* Selected text *
================

Scientific classification
- Kingdom: Plantae
- Clade: Tracheophytes
- Clade: Angiosperms
- Clade: Monocots
- Clade: Commelinids
- Order: Zingiberales
- Family: Zingiberaceae
- Genus: Etlingera
- Species: E. maingayi
- Binomial name: Etlingera maingayi (Baker) R.M.Sm.
- Synonyms: Amomum maingayi Baker ; Etlingera maingayi var. longibracteata (Holttum) I.M.Turner ; Etlingera maingayi var. ovata C.K.Lim ; Hornstedtia maingayi (Baker) Ridl. ; Nicolaia maingayi (Baker) K.Larsen ; Phaeomeria maingayi (Baker) K.Schum. ;

= Etlingera maingayi =

- Genus: Etlingera
- Species: maingayi
- Authority: (Baker) R.M.Sm.
- Conservation status: LC

Species of plant

Etlingera maingayi, the Malay rose, is a species of herbaceous, perennial, flowering plant in the ginger family, Zingiberaceae. This species occurs in southern Thailand, where its flowers are eaten as vegetables, and Malaysia. It grows along forest edges and in disturbed areas.

==Description==
Etlingera maingayi grows to less than 2 m high. Its leaves are variable, with undulating fringes, and emit a sour scent when crushed. Young leaves are translucent and reddish on both sides.

================

[Image point grounding data]

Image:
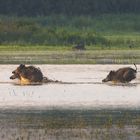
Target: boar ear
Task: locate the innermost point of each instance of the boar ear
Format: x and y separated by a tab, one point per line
112	72
22	66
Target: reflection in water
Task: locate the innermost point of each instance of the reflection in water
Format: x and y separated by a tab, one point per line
81	87
80	108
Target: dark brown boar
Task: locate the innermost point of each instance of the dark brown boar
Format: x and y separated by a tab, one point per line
121	75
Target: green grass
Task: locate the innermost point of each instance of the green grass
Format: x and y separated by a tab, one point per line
107	30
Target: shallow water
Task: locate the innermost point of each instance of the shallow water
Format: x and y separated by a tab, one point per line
87	109
87	90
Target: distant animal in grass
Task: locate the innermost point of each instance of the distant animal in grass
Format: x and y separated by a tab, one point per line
80	46
123	75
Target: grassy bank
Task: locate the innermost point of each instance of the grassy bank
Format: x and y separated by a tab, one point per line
95	31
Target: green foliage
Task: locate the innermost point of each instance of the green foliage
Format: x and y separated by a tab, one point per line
67	7
104	30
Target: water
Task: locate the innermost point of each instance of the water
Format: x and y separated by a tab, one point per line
88	91
87	109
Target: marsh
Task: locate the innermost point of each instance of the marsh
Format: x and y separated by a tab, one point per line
82	108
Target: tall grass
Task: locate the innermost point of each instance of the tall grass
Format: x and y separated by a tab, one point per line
103	30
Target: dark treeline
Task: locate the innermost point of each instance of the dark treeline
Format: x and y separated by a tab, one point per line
67	7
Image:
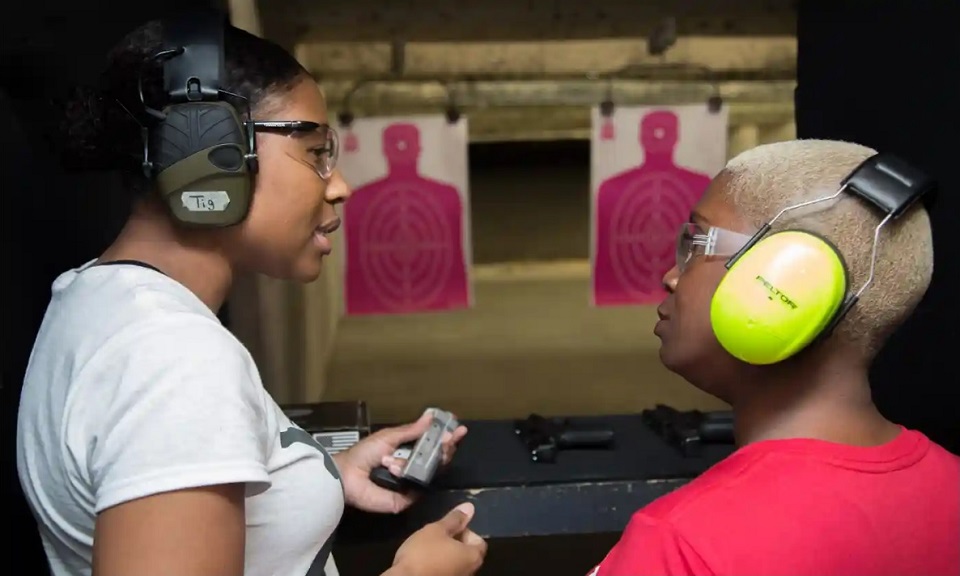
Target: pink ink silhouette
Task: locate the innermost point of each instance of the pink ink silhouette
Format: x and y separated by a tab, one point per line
638	214
404	237
607	131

================

* Work to complete *
A – Answer these questions using the Etlingera maingayi text:
(i) To which family does Etlingera maingayi belong?
(ii) How tall does the plant grow?
(iii) What kind of scent do the leaves give off when crushed?
B – Copy everything in the Etlingera maingayi text from "Etlingera maingayi, the" down to "in disturbed areas.", changing "Malay rose" to "torch ginger".

* Solutions below *
A –
(i) Zingiberaceae
(ii) Less than 2 m high
(iii) A sour scent

B –
Etlingera maingayi, the torch ginger, is a species of herbaceous, perennial, flowering plant in the ginger family, Zingiberaceae. This species occurs in southern Thailand, where its flowers are eaten as vegetables, and Malaysia. It grows along forest edges and in disturbed areas.